[INPUT FOR THIS TASK]:
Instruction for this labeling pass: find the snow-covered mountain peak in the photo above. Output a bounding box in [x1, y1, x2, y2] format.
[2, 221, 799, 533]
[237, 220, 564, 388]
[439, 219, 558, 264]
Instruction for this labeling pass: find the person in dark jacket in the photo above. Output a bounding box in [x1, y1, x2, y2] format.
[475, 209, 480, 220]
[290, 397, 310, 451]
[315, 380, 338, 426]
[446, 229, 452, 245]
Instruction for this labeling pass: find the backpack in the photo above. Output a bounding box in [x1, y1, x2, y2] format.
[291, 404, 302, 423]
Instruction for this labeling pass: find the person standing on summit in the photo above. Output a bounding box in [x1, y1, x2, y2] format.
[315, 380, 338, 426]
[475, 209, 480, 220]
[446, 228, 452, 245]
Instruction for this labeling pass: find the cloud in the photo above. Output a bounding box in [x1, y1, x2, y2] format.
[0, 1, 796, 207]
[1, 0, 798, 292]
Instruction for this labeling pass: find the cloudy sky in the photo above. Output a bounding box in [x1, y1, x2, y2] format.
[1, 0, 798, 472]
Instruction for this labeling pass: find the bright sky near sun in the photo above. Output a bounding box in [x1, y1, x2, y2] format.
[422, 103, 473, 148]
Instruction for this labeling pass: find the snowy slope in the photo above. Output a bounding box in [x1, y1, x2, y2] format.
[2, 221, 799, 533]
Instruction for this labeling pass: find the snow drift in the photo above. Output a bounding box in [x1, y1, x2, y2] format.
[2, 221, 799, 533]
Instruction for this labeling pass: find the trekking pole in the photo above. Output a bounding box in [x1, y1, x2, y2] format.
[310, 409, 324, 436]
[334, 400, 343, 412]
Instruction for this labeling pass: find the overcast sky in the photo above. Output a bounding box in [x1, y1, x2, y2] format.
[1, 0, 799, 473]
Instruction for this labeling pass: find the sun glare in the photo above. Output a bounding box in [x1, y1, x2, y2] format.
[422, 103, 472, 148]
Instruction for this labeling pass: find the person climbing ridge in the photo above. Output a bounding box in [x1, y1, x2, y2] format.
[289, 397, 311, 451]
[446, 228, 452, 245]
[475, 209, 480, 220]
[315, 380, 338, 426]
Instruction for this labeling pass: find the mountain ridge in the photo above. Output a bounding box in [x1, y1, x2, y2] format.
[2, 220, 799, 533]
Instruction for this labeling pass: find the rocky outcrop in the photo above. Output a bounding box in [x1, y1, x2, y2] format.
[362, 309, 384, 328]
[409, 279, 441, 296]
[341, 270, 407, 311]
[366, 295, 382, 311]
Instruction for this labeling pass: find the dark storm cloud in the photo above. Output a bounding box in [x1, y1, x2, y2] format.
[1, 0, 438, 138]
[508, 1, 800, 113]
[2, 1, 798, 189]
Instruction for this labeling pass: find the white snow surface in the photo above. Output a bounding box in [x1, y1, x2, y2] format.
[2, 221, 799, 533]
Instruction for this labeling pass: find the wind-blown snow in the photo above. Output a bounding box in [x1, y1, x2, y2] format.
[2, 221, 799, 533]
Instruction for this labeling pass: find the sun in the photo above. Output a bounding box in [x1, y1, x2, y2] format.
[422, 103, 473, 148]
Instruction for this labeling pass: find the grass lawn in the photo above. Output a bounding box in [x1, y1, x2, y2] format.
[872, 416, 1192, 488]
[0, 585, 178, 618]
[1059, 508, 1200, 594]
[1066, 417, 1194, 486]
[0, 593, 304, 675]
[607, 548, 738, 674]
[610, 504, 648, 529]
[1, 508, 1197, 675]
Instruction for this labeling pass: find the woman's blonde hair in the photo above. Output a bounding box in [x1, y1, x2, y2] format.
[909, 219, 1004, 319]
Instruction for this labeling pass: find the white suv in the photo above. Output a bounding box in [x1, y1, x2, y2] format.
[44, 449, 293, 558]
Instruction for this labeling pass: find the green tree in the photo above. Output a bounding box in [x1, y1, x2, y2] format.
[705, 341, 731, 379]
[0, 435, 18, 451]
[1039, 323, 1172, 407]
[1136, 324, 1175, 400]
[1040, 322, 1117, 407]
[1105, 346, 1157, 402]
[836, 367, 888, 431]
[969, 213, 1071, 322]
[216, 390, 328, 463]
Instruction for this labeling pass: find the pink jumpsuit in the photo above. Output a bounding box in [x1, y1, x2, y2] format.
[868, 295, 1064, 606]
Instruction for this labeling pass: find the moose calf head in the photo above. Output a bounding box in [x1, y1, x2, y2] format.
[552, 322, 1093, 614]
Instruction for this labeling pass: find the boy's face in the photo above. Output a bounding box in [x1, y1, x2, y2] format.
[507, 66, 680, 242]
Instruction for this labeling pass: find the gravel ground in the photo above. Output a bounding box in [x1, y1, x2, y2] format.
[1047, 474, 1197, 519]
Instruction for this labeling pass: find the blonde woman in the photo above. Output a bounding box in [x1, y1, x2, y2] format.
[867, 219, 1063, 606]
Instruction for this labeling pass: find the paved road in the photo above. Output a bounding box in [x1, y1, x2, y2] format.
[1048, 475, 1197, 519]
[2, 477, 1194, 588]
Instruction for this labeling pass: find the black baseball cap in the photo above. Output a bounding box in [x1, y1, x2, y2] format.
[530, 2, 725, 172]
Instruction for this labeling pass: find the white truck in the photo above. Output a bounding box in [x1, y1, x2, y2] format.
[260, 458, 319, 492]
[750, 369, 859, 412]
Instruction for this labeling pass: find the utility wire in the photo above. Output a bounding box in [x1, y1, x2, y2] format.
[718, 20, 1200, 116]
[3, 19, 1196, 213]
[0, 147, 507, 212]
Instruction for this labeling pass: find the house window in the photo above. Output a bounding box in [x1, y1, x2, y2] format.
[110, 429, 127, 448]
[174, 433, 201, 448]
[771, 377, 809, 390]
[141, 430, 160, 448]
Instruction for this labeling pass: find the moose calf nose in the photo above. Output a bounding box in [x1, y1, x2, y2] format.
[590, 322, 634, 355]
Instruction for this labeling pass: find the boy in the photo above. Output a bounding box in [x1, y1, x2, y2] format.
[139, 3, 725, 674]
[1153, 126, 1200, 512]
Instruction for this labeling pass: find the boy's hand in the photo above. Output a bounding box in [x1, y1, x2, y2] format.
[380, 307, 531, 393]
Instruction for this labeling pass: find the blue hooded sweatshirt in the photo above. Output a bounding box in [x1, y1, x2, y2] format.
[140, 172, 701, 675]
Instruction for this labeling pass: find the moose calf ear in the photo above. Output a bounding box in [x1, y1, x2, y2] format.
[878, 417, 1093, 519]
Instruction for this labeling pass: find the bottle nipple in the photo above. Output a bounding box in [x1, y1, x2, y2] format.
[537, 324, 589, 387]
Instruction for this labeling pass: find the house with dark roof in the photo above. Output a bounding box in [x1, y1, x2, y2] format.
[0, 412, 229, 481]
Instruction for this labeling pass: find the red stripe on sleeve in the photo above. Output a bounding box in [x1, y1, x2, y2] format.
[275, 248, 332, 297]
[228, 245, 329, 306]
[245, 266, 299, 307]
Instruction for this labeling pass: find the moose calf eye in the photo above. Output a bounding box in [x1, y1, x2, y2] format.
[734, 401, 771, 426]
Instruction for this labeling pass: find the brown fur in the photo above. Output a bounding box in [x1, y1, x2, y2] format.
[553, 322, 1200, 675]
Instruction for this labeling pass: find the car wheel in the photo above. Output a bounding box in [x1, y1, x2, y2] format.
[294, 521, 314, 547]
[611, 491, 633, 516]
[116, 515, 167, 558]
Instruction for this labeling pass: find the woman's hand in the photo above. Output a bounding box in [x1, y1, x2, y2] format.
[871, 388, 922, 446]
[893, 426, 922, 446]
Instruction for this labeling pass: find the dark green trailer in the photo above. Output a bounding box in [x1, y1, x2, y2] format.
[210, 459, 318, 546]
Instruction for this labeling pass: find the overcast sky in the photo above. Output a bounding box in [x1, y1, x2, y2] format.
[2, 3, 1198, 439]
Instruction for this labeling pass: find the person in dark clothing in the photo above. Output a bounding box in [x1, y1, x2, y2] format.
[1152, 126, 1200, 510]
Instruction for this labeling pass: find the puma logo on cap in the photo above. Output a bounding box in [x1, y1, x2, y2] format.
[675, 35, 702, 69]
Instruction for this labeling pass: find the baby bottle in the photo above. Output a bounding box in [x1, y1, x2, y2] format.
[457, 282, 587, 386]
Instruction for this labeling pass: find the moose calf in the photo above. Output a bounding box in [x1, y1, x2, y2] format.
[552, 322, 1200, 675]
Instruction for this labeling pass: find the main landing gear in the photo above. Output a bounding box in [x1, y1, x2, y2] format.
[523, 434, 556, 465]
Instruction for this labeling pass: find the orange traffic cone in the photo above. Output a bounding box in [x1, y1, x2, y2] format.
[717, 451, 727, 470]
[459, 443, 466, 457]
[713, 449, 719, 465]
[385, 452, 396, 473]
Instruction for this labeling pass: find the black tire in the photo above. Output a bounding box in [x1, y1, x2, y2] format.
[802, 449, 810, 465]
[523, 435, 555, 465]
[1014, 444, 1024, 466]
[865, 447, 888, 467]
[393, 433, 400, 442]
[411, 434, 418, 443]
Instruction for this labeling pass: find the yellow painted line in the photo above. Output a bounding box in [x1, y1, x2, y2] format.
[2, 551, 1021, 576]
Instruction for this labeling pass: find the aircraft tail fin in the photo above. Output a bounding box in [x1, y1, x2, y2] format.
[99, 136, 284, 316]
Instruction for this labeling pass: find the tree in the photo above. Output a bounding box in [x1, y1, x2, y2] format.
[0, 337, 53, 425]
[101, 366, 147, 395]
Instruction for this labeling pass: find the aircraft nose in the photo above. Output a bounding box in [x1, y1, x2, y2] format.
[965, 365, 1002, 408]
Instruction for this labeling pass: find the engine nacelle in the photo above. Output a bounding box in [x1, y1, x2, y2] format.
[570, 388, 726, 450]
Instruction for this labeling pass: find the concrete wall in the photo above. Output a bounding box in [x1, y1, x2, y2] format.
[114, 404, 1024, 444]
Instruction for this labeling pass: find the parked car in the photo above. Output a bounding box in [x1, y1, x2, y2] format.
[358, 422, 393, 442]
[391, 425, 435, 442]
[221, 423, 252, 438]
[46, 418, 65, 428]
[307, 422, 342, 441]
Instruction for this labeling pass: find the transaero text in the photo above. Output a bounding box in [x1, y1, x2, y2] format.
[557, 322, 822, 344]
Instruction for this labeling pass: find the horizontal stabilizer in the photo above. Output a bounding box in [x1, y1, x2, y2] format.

[TASK TO COMPLETE]: Your answer should be the line with "Instruction for this labeling pass: find the tree" and all lines after it in the listing above, repeated exactly. No other lines belong.

[SOLUTION TO THIS EXERCISE]:
Instruction for this labeling pass: find the tree in the photo above. Output a bounding box in [x1, y1, x2, y2] format.
[0, 337, 53, 425]
[101, 366, 147, 395]
Instruction for this labeling pass: find the aircraft nose in the photo above. Output a bounding box in [x1, y1, x2, y2] format.
[965, 365, 1002, 408]
Instruction for this labeling pass: find the engine nacelle in the photo above. Output a bounding box in [x1, y1, x2, y2] format.
[570, 388, 726, 450]
Instruction for this labeling pass: find the concrete wall in the photo above. Output a bounding box in [x1, y1, x2, y2] format.
[114, 404, 1024, 444]
Instruction for this labeling pass: find the parked car in the photo above. Output a bounding box in [x1, y1, x2, y2] format.
[358, 422, 393, 442]
[391, 425, 435, 442]
[221, 423, 252, 438]
[46, 418, 65, 428]
[307, 422, 342, 441]
Instruction for this labeling pass: find the transaero text in the photo above. Output a bounding box in [x1, y1, x2, y2] format.
[557, 322, 822, 344]
Instruction for this labeling pass: find the horizontal stabilizer in the photo above. Output a bounding box in [x1, y1, x2, y2] format.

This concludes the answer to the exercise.